◆ What to produce ◆
Convert the records starting at the line containing "wood in the photo above." and ending at the end of the records into a two-column CSV with the columns label_text and points. Give one row per record, with its text and its answer each in a single quoted field, line breaks turned into spaces, and leave the pictures out.

:::

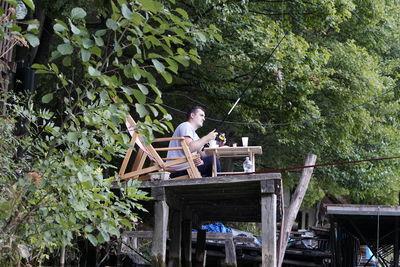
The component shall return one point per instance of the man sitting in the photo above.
(187, 129)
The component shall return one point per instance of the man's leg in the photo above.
(177, 174)
(206, 168)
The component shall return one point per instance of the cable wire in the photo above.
(294, 122)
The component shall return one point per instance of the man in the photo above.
(187, 129)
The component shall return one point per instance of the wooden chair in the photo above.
(145, 151)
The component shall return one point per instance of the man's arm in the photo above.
(197, 145)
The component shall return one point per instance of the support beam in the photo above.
(396, 244)
(290, 215)
(187, 243)
(268, 224)
(175, 255)
(230, 253)
(199, 260)
(159, 246)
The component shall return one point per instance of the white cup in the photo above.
(245, 141)
(213, 143)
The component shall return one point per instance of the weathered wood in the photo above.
(187, 243)
(396, 244)
(268, 230)
(353, 209)
(138, 234)
(175, 255)
(290, 215)
(159, 245)
(267, 187)
(230, 253)
(200, 249)
(212, 180)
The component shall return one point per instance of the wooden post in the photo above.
(230, 253)
(159, 246)
(187, 243)
(175, 255)
(290, 215)
(396, 243)
(268, 224)
(200, 248)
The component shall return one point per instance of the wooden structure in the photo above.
(294, 207)
(232, 152)
(246, 198)
(371, 225)
(7, 66)
(147, 151)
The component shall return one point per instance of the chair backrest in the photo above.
(147, 148)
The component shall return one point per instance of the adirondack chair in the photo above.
(145, 151)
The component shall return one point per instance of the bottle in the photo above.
(247, 165)
(220, 138)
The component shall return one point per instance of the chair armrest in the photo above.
(165, 139)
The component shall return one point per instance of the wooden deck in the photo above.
(185, 204)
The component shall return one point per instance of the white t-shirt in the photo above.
(184, 129)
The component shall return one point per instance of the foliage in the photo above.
(335, 56)
(69, 143)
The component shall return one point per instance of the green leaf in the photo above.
(151, 5)
(85, 55)
(66, 61)
(33, 25)
(72, 137)
(65, 49)
(111, 24)
(141, 110)
(143, 88)
(182, 59)
(99, 41)
(92, 239)
(158, 65)
(74, 29)
(30, 4)
(32, 39)
(78, 13)
(167, 76)
(93, 72)
(100, 33)
(126, 12)
(87, 43)
(140, 97)
(47, 98)
(182, 12)
(59, 28)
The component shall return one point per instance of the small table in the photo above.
(232, 152)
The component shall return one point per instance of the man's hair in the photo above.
(193, 109)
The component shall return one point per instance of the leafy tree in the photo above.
(335, 56)
(67, 147)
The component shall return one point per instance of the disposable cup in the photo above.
(245, 141)
(213, 143)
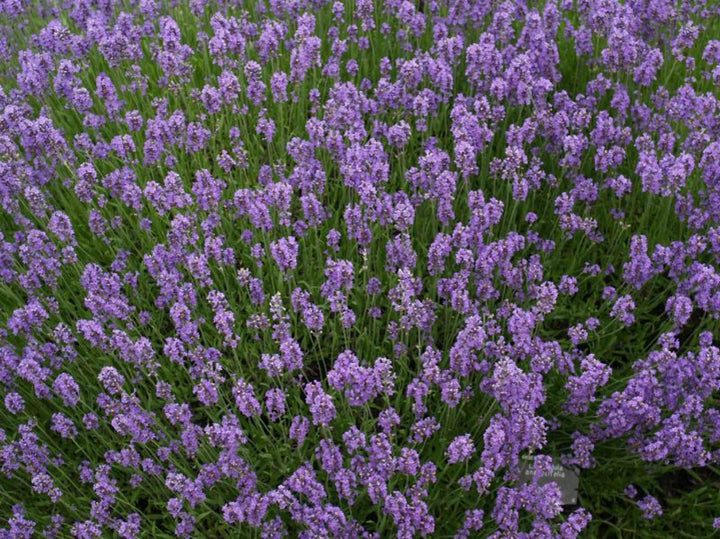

:::

◆ In response ◆
label_text,points
"The component shall return one point per instance of the weathered wood in the photo above.","(187, 243) (396, 244) (268, 230) (353, 209) (138, 234) (175, 255) (290, 215) (159, 245) (267, 187) (230, 253) (200, 249) (212, 180)"
"The component shall return one point per instance of the wooden post in the photo above.","(230, 253) (159, 246) (187, 243) (175, 255) (290, 215) (396, 243) (268, 224) (200, 248)"
"The component shall return one point per instance of the wooden structure in the photo above.","(294, 207) (232, 152) (246, 198) (371, 225) (7, 66) (147, 151)"
"The component shall return one point per instance of the chair backrest in the photo above.","(147, 148)"
"The component shall return one point per instance of the adirondack chair in the photo above.","(145, 151)"
"The component shall return one point per instance of the bottle in the photo above.","(247, 165) (220, 138)"
"The component shall return one point per instance of the chair armrest in the photo above.","(165, 139)"
"The component shall return one point per instance of the wooden deck in the photo above.","(185, 204)"
"The component shall return one point per instance of the white t-shirt in the photo above.","(184, 129)"
"The component shall return one point per instance of the foliage in the photo above.","(335, 56) (69, 143)"
"The component shall return one point per instance of the green leaf in the photo above.","(151, 5) (85, 55) (66, 61) (33, 25) (72, 137) (65, 49) (111, 24) (141, 110) (143, 88) (182, 59) (99, 41) (92, 239) (158, 65) (74, 29) (30, 4) (32, 39) (78, 13) (167, 76) (93, 72) (100, 33) (126, 12) (87, 43) (140, 97) (47, 98) (182, 12) (59, 28)"
"The component shall return one point per instance of the small table in the photo above.","(232, 152)"
"The component shall return one point per instance of the man's hair in the photo above.","(193, 109)"
"The component shall return one point per instance of the leafy tree in the photo above.","(335, 56) (67, 147)"
"The component shall return one point per instance of the disposable cup in the photo above.","(245, 141) (213, 143)"